> Given task:
Copy the items from the line with "outline dry brown leaf" to the line with "374 444 L 355", swapping "brown" for "yellow" and changing nothing else. Leave the pictures out.

> Information supplied:
[Start]
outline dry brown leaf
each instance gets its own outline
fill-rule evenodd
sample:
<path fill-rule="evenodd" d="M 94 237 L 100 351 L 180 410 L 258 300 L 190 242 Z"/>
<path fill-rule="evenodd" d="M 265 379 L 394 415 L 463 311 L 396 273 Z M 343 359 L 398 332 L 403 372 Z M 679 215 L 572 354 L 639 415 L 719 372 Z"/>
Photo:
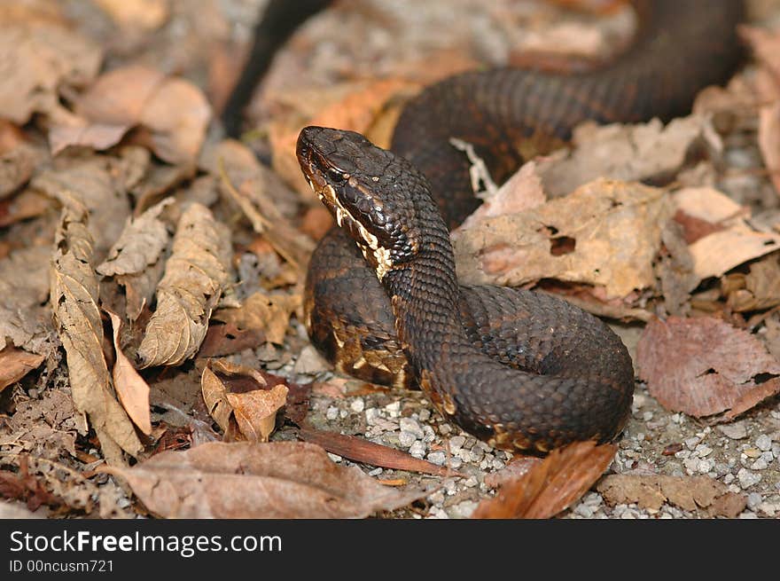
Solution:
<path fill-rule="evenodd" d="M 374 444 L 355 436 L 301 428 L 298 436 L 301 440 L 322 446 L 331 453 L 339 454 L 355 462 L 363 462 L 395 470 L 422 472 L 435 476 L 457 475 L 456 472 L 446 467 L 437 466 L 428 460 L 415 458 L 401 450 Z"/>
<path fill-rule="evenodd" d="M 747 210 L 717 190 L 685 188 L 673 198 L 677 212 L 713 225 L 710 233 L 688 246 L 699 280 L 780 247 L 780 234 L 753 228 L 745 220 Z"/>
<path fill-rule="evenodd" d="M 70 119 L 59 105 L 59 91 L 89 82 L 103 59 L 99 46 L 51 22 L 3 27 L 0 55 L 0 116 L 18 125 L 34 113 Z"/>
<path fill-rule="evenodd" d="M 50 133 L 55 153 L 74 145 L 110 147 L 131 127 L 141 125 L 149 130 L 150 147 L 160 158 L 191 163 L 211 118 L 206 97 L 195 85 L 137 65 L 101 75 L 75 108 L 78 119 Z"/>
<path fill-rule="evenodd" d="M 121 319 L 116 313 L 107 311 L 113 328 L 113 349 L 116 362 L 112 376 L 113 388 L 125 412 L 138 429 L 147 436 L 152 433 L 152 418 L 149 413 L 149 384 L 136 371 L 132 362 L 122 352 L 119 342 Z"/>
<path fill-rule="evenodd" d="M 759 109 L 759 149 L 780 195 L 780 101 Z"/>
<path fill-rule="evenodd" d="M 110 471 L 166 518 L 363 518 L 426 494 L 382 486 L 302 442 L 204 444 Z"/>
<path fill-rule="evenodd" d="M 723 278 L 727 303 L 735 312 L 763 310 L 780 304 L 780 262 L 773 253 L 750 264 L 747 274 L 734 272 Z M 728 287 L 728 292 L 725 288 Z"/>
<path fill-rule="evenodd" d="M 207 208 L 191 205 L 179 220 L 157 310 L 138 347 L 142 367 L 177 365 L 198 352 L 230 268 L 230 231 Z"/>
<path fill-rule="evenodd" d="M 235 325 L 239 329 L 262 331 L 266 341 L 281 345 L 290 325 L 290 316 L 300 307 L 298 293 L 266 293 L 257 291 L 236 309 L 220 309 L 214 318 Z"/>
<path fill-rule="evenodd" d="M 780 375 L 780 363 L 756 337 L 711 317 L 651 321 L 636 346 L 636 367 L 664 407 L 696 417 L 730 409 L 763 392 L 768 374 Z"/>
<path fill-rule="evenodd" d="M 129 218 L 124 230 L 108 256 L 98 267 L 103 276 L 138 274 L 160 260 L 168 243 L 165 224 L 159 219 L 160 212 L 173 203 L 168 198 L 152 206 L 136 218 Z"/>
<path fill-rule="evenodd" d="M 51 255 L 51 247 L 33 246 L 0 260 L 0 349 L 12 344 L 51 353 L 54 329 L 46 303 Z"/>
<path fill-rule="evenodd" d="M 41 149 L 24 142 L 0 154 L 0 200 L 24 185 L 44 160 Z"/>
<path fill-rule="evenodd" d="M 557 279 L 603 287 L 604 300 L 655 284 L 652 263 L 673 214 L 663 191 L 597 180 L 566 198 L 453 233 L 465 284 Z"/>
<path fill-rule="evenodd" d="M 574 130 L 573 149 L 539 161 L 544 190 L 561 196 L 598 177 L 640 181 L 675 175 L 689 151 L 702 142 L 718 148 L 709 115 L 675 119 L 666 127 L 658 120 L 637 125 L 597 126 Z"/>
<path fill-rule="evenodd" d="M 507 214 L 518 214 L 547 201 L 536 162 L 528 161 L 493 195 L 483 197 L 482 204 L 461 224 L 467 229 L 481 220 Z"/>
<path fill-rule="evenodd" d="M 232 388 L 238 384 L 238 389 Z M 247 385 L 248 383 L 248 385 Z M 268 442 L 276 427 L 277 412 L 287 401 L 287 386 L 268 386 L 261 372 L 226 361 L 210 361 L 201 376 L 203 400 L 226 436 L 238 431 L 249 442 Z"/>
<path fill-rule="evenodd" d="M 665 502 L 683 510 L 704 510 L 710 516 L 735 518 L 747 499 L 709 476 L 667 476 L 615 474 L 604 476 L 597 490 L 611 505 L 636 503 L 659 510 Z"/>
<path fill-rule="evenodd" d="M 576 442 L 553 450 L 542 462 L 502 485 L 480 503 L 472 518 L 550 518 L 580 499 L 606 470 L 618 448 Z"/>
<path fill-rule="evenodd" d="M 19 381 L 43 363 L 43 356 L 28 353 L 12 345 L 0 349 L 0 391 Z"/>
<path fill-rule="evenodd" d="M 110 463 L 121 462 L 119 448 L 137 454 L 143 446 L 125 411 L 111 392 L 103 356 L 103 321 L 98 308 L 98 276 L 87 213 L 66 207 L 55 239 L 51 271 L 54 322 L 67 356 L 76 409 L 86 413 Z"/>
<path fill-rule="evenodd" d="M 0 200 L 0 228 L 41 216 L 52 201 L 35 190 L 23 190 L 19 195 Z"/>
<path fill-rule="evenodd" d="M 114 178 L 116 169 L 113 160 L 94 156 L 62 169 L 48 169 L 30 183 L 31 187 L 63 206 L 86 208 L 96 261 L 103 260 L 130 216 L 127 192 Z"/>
[End]
[Start]
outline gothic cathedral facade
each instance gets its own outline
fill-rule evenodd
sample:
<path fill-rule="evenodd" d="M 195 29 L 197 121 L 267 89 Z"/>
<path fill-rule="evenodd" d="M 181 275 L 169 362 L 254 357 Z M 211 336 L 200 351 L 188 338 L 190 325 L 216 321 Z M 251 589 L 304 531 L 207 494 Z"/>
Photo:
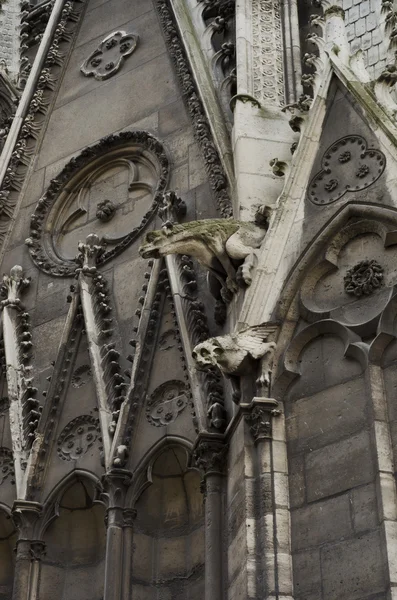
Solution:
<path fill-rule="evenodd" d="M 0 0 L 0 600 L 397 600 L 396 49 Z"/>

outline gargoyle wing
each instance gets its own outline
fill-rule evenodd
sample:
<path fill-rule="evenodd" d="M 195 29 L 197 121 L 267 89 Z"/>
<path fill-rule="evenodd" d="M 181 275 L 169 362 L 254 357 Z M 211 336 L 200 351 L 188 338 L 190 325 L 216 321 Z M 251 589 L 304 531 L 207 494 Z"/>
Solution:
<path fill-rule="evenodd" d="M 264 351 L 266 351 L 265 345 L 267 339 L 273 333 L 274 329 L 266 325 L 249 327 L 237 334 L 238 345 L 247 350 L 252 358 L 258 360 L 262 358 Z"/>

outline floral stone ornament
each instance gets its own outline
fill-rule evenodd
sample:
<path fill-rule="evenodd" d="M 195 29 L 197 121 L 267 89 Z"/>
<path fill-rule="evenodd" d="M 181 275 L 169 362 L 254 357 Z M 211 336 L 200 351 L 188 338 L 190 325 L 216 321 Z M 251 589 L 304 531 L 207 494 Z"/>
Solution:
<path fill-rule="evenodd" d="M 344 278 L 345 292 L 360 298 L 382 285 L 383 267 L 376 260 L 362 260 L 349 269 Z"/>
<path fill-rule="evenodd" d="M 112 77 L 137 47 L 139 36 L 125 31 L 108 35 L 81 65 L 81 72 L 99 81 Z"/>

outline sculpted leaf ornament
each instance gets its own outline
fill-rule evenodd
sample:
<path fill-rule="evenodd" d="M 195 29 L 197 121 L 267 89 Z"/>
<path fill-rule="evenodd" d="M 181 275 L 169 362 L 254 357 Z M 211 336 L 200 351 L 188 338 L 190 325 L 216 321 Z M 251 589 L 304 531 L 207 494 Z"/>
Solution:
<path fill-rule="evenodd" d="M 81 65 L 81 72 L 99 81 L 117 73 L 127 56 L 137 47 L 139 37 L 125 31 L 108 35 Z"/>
[End]
[Start]
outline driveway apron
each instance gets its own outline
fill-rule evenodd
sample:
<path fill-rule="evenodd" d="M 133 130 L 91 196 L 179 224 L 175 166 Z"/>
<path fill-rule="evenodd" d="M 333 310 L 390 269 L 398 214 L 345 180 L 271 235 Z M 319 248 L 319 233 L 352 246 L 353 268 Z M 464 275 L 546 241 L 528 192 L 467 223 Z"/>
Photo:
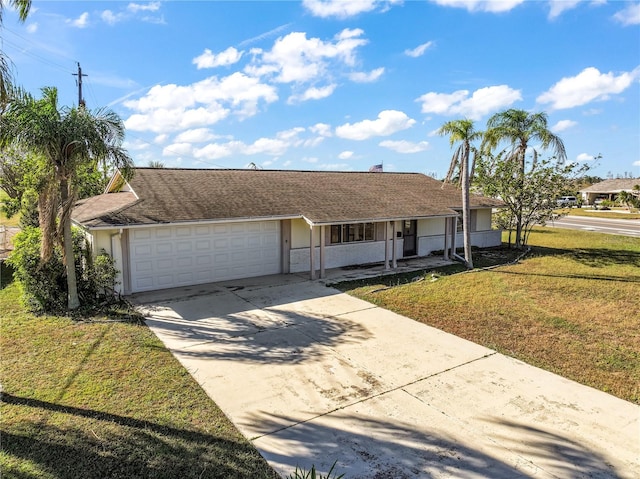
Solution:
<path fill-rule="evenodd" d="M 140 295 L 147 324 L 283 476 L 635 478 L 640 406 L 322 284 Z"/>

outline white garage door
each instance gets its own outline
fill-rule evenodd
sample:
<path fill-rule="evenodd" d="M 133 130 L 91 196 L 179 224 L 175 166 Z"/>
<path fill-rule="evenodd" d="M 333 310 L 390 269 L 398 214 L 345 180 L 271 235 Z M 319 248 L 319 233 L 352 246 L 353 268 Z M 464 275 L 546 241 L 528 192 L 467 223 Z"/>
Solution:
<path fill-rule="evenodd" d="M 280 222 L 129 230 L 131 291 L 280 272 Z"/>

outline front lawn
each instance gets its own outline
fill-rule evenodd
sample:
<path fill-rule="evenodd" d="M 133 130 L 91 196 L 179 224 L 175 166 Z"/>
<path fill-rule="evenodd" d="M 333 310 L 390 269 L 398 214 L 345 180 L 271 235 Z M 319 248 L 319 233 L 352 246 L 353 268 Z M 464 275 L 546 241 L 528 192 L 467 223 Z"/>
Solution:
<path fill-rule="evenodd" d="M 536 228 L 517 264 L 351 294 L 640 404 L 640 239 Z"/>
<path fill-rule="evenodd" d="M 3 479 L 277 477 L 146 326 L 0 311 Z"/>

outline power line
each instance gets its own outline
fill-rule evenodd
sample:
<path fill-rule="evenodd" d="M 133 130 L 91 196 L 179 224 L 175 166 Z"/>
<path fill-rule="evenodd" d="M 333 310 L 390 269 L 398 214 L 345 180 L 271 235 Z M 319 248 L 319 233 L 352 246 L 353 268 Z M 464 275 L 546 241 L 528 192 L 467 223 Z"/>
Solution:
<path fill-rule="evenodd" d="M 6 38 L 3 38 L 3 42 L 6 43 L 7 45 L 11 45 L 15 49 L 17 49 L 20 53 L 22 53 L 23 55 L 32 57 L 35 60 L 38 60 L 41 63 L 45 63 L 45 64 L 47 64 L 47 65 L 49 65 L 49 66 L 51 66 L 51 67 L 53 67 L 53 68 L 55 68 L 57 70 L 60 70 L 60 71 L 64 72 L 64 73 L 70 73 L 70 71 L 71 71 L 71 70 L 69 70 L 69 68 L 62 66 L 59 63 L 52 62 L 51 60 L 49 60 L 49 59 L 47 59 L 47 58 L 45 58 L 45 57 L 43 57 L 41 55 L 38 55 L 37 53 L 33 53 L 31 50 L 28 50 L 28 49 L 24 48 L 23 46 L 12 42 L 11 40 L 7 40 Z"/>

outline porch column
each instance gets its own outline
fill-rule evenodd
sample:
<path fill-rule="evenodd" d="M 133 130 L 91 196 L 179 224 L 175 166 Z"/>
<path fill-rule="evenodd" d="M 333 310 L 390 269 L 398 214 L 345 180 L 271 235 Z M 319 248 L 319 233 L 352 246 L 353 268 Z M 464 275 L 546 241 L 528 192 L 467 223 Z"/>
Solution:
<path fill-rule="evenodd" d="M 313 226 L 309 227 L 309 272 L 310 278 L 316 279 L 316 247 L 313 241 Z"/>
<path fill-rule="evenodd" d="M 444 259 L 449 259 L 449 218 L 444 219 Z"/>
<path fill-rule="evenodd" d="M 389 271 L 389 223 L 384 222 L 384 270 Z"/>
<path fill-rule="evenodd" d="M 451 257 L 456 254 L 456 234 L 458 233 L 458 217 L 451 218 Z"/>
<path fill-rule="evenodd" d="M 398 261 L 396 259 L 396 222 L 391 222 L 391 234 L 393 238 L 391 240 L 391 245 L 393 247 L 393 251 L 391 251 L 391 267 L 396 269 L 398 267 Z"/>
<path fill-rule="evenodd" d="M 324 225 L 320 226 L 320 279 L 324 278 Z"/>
[End]
> Answer for this exercise:
outline dry yellow leaf
each instance gets its own outline
fill-rule evenodd
sample:
<path fill-rule="evenodd" d="M 94 237 L 100 351 L 180 410 L 258 300 L 190 242 Z"/>
<path fill-rule="evenodd" d="M 265 379 L 394 415 L 463 311 L 396 273 Z M 343 359 L 398 332 L 403 372 Z M 679 215 L 572 354 L 639 415 L 719 372 Z"/>
Photo:
Solution:
<path fill-rule="evenodd" d="M 374 444 L 355 436 L 301 428 L 298 436 L 301 440 L 322 446 L 331 453 L 339 454 L 355 462 L 363 462 L 395 470 L 422 472 L 435 476 L 457 475 L 456 472 L 446 467 L 437 466 L 428 460 L 415 458 L 401 450 Z"/>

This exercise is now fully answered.